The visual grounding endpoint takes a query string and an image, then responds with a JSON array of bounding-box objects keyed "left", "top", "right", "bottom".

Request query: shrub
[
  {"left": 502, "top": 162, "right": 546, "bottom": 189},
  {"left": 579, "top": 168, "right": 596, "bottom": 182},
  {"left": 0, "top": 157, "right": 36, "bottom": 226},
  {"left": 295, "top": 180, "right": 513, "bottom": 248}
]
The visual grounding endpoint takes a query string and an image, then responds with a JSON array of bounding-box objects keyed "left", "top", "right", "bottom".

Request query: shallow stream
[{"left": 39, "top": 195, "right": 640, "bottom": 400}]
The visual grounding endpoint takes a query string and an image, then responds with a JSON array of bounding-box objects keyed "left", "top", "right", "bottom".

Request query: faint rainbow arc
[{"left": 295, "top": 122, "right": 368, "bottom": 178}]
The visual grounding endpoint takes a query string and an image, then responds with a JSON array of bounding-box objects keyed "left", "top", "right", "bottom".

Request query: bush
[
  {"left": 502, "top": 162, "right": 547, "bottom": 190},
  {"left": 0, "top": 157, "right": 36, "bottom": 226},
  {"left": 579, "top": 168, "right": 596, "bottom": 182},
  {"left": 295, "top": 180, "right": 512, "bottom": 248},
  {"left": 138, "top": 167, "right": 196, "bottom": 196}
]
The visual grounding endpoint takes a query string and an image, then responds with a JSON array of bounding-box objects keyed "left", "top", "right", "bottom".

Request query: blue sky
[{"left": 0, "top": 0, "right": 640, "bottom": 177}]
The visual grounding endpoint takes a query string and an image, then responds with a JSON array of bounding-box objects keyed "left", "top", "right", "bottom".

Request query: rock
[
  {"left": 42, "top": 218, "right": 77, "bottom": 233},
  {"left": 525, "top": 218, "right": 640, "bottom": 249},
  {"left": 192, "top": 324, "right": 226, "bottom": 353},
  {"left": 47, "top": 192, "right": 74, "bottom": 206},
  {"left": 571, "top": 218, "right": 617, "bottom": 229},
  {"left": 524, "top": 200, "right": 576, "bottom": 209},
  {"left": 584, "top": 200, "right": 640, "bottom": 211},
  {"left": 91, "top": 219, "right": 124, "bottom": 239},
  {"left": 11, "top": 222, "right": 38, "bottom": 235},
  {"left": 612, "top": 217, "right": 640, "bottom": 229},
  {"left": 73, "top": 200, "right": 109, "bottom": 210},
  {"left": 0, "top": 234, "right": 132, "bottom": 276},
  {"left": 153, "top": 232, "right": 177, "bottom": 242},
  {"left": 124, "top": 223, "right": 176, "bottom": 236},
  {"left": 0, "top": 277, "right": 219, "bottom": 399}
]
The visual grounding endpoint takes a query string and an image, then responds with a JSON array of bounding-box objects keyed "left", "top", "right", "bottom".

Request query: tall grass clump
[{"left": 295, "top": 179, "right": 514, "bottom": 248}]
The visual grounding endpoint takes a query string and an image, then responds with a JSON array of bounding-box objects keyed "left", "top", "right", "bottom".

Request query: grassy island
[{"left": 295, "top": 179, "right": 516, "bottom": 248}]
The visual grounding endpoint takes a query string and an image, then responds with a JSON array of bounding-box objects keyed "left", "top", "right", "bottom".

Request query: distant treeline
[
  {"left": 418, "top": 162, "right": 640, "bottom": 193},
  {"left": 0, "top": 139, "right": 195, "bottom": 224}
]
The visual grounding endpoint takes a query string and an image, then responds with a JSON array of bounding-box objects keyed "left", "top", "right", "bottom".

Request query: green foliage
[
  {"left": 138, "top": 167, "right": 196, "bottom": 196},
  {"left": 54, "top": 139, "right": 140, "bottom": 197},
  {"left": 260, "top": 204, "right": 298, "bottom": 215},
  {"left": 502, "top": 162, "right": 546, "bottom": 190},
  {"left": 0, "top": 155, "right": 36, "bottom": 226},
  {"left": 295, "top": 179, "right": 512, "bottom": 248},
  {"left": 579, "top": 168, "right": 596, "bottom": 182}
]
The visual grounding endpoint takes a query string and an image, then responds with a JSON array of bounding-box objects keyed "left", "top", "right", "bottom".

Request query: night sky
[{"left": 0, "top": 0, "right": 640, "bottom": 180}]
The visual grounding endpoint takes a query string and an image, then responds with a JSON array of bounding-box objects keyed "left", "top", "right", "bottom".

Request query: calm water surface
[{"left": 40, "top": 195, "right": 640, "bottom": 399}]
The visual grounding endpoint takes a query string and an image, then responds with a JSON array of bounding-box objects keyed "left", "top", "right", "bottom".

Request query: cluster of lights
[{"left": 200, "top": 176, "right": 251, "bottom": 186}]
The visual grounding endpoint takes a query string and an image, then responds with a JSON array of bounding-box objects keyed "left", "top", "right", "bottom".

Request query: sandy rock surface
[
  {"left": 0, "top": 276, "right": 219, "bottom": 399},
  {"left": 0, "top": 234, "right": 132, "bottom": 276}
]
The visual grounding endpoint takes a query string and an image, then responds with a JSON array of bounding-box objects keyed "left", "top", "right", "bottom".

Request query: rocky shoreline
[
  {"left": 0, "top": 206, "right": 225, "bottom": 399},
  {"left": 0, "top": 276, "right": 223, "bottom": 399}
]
------------
* **Set task**
Collect and copy every line of the rows above that contains the string "surface". Matching is case-sensitive.

* **Answer to this problem**
Request query: calm water surface
Request query: sandy rock surface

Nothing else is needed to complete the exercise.